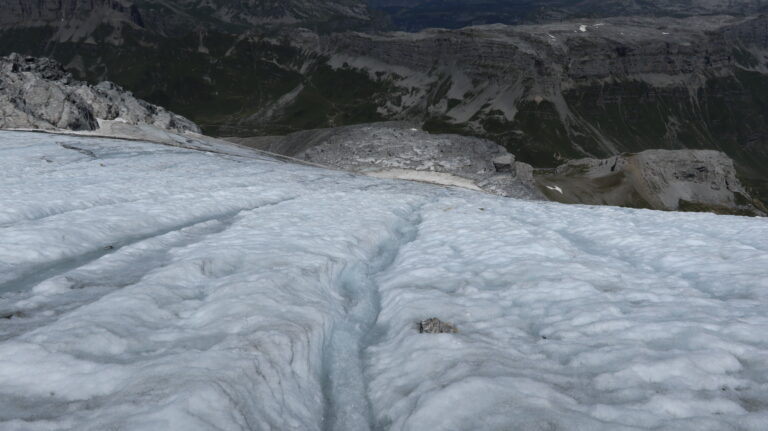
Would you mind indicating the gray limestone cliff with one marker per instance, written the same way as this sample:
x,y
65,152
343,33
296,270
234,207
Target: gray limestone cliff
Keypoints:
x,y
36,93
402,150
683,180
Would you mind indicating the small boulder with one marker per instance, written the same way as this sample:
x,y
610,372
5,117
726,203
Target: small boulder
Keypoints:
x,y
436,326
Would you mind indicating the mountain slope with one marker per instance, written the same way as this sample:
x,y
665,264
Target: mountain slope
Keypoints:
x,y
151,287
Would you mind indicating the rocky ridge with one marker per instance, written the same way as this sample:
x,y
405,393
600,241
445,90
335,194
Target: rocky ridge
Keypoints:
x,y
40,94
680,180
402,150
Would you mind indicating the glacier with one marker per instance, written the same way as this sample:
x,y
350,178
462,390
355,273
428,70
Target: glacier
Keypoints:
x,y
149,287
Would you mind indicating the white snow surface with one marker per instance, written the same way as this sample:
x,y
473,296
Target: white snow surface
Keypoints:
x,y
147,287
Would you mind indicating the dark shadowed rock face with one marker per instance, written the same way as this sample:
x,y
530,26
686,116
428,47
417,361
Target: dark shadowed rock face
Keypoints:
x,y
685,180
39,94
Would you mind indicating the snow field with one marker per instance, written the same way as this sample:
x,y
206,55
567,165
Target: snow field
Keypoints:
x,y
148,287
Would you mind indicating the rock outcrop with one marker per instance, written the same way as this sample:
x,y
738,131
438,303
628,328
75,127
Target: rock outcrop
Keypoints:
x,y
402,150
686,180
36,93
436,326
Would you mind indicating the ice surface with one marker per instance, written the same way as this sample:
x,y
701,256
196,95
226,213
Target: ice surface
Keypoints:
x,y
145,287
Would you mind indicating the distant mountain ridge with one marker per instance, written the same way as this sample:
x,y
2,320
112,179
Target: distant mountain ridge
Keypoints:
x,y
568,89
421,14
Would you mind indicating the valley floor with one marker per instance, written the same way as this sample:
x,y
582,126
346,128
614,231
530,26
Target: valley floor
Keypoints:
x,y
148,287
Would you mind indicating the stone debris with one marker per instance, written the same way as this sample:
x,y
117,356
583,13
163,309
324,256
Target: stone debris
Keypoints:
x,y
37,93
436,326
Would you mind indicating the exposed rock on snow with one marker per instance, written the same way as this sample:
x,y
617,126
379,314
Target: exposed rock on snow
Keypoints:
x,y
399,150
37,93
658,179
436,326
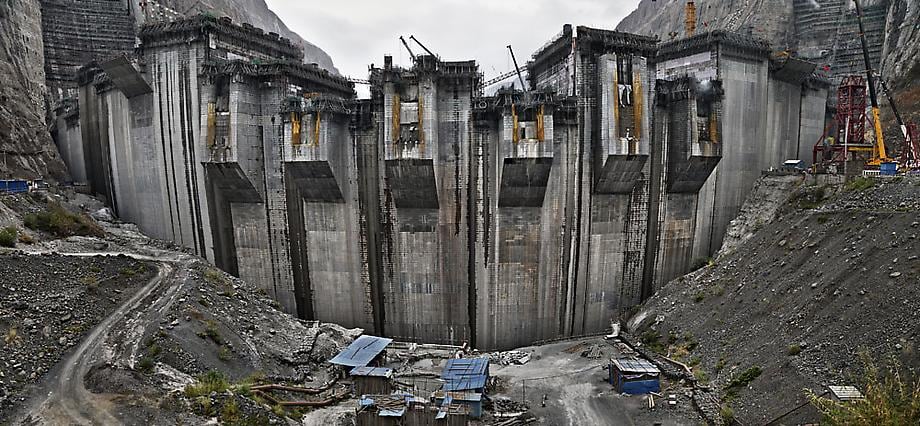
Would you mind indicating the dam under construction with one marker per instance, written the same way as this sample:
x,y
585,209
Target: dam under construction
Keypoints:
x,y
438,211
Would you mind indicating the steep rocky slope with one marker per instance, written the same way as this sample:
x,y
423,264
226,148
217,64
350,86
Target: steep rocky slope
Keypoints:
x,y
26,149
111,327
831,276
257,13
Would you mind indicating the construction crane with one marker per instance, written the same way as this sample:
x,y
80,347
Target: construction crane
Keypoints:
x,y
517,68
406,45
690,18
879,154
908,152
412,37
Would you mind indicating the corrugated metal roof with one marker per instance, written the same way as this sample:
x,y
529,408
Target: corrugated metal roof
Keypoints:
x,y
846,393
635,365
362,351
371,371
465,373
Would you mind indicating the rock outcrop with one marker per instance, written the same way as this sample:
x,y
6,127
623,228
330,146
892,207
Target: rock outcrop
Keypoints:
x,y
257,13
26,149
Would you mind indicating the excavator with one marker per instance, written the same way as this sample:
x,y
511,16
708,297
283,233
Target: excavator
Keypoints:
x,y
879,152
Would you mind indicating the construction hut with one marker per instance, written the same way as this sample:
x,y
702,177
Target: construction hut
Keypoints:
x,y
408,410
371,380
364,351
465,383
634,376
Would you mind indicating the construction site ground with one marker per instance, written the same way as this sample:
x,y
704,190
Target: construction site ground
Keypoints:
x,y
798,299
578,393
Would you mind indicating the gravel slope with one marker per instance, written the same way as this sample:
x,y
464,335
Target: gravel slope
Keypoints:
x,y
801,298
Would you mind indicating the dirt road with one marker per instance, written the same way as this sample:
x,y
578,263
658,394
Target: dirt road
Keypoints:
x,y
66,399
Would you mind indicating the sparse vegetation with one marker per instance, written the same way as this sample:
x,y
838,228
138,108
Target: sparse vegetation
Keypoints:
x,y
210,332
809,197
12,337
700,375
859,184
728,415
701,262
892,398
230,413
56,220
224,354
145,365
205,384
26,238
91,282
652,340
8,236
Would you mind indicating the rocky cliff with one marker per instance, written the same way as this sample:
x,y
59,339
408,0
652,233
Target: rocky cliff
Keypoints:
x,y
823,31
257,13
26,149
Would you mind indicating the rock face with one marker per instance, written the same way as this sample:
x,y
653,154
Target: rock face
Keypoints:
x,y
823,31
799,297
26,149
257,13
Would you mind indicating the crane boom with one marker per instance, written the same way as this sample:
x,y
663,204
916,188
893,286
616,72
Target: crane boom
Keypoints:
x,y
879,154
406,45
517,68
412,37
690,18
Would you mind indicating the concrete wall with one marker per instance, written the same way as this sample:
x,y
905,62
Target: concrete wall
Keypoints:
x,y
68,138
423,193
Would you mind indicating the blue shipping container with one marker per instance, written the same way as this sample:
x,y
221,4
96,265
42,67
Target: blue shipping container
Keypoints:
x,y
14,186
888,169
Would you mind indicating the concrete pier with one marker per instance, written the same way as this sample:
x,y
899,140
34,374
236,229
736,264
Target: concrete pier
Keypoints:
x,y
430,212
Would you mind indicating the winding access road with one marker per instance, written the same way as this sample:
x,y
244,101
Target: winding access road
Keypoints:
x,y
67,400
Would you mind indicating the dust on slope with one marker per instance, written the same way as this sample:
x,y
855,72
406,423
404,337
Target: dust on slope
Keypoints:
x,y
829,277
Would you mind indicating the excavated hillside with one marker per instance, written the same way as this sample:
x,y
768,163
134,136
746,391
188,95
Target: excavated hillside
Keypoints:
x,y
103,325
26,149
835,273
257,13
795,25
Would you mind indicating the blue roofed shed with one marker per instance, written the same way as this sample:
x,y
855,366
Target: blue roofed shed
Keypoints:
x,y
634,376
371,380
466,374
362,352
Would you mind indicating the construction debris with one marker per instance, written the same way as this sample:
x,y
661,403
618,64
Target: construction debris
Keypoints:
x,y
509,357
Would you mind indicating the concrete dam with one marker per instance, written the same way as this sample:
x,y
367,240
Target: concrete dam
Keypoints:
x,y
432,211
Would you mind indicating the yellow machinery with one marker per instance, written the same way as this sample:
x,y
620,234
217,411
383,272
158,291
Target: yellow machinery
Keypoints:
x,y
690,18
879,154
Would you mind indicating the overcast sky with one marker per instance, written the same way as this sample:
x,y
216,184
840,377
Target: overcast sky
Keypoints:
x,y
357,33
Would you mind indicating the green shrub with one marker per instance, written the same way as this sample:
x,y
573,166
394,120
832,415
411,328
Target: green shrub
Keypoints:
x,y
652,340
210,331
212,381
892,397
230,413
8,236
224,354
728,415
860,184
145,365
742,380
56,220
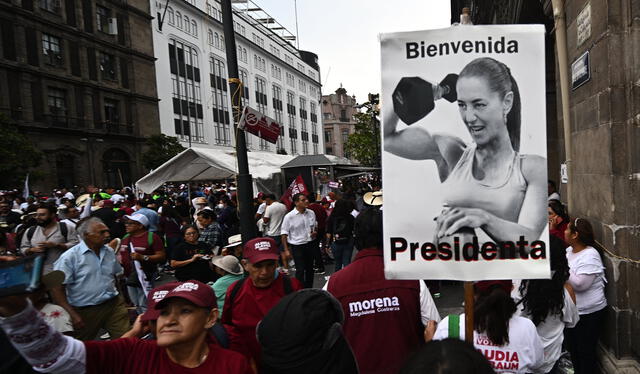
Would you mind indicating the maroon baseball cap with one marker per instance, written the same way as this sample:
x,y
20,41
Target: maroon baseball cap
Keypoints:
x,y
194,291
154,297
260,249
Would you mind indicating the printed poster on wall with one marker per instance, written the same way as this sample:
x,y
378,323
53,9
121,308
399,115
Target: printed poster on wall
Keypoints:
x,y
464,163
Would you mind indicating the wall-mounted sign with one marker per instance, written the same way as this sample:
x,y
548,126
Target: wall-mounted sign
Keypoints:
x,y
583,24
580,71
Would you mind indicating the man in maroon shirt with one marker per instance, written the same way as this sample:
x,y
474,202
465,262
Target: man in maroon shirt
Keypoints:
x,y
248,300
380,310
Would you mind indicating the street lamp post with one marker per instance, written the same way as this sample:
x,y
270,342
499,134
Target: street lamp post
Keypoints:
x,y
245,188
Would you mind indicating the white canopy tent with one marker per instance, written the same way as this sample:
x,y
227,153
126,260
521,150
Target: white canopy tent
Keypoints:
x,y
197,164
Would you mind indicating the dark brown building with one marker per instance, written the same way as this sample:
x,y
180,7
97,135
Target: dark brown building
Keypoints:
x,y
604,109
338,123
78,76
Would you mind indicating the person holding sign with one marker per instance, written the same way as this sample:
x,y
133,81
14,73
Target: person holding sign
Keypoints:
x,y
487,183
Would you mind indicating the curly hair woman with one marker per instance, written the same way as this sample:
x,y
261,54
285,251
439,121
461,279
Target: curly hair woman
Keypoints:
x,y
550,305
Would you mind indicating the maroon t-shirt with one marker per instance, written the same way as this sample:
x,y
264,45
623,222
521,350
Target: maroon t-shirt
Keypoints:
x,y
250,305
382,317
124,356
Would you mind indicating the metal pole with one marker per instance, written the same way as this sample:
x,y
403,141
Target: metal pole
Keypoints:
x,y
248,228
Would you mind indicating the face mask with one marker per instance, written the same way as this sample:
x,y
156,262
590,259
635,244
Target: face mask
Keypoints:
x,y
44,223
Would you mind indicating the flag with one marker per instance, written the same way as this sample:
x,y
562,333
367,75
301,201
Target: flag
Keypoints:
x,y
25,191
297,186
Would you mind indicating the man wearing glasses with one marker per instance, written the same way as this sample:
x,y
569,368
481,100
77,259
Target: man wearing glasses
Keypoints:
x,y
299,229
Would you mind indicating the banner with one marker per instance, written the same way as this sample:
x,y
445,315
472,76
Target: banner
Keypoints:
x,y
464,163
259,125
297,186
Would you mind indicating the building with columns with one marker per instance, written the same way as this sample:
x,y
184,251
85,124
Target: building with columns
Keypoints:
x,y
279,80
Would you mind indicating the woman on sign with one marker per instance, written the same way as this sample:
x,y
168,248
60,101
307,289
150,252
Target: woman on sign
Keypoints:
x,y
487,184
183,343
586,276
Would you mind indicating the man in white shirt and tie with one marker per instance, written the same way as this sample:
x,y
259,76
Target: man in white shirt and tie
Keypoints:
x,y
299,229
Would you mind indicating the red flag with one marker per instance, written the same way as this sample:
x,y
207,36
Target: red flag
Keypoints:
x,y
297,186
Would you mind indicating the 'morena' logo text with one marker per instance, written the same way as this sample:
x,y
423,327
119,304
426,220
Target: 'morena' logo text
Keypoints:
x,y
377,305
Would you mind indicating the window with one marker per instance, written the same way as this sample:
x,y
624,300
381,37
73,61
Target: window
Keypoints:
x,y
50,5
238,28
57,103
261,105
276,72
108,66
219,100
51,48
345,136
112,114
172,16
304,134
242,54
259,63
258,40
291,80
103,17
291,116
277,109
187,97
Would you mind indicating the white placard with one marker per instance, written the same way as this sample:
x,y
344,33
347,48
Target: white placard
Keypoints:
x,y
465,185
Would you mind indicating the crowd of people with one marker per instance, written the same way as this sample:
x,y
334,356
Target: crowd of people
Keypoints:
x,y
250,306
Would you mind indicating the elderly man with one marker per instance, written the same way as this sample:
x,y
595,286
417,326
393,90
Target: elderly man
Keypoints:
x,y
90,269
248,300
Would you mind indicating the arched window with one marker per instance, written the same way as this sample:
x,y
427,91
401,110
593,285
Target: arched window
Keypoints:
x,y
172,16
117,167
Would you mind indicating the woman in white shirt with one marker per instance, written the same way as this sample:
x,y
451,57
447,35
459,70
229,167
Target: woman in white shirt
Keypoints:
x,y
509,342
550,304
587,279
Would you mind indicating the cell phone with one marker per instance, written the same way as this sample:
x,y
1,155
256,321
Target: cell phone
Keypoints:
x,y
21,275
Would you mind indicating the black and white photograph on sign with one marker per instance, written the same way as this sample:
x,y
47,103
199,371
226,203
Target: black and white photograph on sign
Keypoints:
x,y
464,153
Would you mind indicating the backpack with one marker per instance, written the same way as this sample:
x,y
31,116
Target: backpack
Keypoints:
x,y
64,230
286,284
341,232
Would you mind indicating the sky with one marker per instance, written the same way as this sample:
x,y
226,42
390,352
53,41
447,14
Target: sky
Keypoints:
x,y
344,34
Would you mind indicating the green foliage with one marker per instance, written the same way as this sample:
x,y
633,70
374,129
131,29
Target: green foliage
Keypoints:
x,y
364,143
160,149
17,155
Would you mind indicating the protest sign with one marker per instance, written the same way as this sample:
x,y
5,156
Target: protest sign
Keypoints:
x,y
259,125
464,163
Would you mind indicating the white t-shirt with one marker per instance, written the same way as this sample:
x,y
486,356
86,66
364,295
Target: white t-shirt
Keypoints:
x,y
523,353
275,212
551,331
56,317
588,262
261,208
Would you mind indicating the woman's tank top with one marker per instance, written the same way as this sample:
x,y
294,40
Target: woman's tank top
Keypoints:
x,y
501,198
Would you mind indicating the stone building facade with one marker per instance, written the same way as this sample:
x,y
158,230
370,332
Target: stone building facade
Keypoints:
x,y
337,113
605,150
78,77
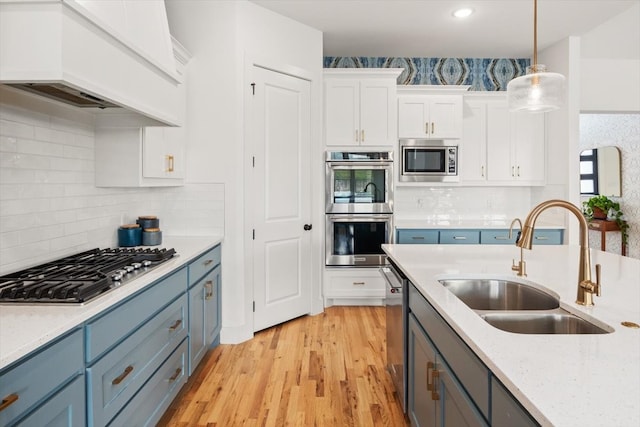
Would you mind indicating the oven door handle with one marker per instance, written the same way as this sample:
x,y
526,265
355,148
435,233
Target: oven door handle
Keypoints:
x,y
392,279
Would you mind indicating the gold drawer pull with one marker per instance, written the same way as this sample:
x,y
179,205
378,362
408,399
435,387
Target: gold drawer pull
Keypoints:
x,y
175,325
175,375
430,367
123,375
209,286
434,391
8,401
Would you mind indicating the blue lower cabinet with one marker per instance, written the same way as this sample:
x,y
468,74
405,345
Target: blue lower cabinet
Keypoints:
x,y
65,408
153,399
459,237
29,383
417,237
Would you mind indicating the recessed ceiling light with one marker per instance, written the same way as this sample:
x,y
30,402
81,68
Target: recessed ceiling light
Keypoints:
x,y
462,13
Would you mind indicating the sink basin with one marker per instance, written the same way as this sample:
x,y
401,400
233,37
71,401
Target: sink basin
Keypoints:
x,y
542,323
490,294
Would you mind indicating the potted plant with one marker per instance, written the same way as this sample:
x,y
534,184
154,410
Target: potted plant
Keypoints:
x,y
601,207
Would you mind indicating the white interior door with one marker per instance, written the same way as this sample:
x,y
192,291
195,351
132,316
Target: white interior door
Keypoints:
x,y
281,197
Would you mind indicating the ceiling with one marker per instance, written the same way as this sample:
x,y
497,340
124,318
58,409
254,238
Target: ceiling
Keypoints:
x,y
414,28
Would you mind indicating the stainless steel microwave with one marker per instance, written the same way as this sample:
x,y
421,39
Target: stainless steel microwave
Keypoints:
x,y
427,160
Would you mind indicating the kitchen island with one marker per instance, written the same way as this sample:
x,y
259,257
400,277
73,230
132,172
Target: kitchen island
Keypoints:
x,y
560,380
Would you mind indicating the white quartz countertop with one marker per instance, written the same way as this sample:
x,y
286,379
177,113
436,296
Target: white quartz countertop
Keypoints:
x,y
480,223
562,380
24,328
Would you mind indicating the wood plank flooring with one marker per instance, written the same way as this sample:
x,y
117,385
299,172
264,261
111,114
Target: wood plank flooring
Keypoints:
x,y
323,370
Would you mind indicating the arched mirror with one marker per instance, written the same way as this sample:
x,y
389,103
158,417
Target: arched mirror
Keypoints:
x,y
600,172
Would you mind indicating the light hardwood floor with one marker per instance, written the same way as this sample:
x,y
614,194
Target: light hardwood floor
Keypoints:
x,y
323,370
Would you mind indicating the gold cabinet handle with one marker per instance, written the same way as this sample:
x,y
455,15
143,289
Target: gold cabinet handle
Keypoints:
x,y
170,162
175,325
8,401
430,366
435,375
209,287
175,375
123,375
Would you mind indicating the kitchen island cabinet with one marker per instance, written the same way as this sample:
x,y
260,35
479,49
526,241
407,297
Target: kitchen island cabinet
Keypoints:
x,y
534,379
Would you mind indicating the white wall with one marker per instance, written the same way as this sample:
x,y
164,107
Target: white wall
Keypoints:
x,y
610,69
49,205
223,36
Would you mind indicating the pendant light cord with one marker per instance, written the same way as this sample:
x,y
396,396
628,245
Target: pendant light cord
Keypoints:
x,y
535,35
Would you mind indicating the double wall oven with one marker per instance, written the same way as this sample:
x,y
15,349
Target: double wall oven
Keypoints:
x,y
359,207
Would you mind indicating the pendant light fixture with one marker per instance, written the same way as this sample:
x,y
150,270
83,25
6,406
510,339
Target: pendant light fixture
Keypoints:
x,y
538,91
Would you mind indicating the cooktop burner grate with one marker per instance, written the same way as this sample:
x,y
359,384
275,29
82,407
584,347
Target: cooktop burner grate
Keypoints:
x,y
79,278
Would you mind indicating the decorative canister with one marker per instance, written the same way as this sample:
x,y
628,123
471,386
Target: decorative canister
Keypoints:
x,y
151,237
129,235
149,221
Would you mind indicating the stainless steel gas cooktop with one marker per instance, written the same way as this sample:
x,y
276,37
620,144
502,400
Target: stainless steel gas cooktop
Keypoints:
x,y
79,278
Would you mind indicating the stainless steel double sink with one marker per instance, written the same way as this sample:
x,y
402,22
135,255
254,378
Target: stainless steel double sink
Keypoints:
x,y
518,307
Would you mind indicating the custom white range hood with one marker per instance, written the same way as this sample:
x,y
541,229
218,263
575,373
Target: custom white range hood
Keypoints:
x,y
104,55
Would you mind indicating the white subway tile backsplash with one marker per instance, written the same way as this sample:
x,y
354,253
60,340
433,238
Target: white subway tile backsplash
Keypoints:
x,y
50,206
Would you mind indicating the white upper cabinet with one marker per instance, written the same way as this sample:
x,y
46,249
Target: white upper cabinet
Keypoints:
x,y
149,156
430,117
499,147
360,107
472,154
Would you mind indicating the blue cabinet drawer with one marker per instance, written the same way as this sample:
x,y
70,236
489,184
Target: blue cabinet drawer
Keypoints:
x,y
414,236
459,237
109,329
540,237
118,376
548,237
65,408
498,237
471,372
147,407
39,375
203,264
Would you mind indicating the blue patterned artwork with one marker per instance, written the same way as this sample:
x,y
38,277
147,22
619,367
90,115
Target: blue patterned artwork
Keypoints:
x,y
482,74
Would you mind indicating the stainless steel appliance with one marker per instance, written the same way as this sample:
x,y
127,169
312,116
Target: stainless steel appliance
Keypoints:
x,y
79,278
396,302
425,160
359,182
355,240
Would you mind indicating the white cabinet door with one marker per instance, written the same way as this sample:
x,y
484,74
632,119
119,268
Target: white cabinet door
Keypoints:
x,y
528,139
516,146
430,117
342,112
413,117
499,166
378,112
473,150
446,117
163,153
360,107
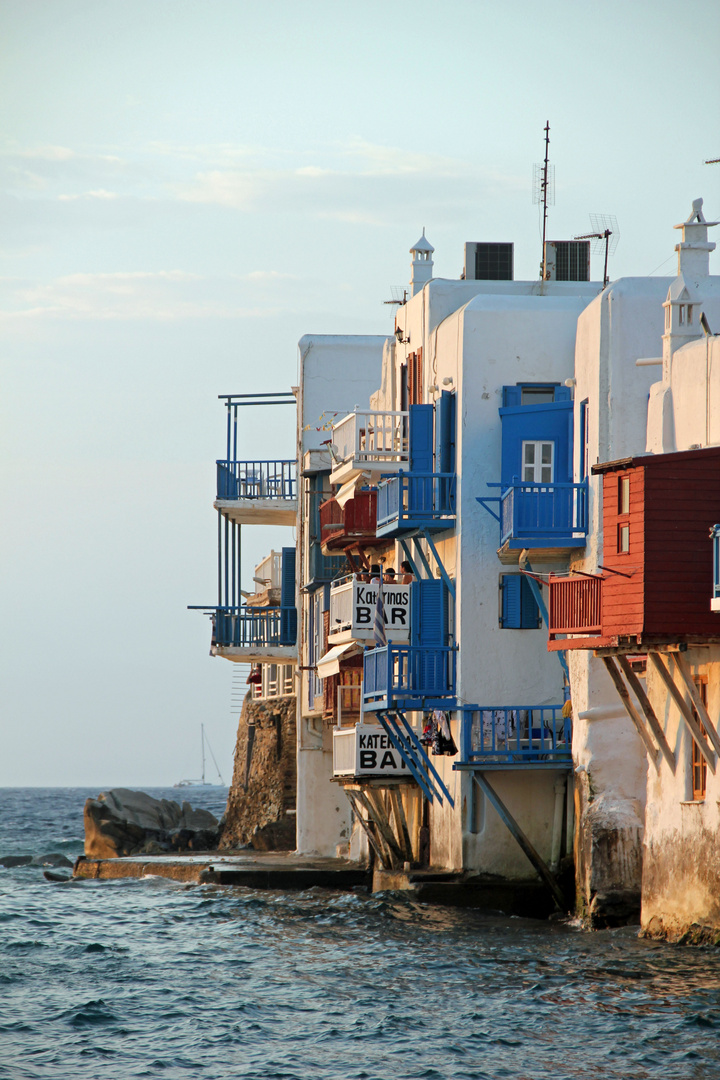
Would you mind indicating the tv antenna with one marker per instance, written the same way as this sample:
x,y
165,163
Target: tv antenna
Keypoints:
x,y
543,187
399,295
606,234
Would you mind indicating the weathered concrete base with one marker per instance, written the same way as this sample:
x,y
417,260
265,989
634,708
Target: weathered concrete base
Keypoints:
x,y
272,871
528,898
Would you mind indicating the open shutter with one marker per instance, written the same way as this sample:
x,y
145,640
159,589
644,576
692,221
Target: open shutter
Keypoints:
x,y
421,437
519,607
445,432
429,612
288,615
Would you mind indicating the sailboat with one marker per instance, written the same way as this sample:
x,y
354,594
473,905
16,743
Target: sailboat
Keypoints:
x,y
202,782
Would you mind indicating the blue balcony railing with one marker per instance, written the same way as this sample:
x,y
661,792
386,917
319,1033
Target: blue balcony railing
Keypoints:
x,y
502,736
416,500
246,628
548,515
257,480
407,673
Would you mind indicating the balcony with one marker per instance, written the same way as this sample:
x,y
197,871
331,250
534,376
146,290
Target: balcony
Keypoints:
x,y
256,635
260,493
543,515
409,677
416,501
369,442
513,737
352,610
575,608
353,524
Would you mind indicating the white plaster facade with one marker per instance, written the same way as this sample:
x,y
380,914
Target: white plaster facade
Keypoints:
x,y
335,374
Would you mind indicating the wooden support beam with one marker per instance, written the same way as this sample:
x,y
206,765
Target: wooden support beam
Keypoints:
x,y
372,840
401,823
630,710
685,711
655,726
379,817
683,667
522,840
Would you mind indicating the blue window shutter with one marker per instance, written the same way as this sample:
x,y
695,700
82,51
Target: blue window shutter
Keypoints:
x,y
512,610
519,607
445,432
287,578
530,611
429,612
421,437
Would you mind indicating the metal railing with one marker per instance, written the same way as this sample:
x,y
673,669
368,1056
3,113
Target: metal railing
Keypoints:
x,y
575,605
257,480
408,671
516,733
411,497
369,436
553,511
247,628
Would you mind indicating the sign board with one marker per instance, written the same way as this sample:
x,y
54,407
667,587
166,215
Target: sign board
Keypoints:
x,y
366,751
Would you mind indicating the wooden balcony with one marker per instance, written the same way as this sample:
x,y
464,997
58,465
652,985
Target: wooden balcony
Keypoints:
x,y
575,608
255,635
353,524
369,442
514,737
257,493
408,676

**Problem**
Please write out, as a numbered list with blank lines omitted, the lines of the records above from the one containing "Would you mind indicating the white plaster" through the last line, both ends included.

**Response below**
1. Would you mind indicating the white plaster facade with one marker per instance, written the same way as this sample:
2. x,y
3. 380,914
4. Target: white plaster facade
5. Keypoints:
6. x,y
7. 335,374
8. Would you mind indicating the wooden support beam with one marker per instance, written the same way as this sample:
9. x,y
10. 206,765
11. Target: wooden support beam
12. Keypoints:
13. x,y
14. 372,840
15. 401,823
16. 630,710
17. 685,711
18. 655,726
19. 379,817
20. 683,667
21. 522,840
22. Would you mind indicating the blue window shutter with one marker per instance, written the same way as this sample:
23. x,y
24. 695,700
25. 82,51
26. Target: blue window shutter
27. Keypoints:
28. x,y
29. 512,610
30. 519,607
31. 445,432
32. 287,578
33. 530,611
34. 429,612
35. 421,437
36. Would you mind indicating the metal railing with one marker per instance, written the same way as this sample:
37. x,y
38. 673,669
39. 368,1056
40. 3,113
41. Target: metal railing
42. Keypoints:
43. x,y
44. 575,605
45. 257,480
46. 408,671
47. 516,733
48. 411,497
49. 369,436
50. 553,511
51. 247,628
52. Would you mind indicating the sign board with one marker per instance, written the same way as this sample:
53. x,y
54. 54,407
55. 667,587
56. 166,215
57. Target: sign board
58. Keypoints:
59. x,y
60. 366,751
61. Would you mind indicating the wooden balcony with one marker per instance, written the same way as this sample:
62. x,y
63. 464,997
64. 58,465
65. 652,985
66. Target: wooden balcony
67. Keypoints:
68. x,y
69. 575,608
70. 255,635
71. 353,524
72. 369,442
73. 514,737
74. 257,493
75. 408,676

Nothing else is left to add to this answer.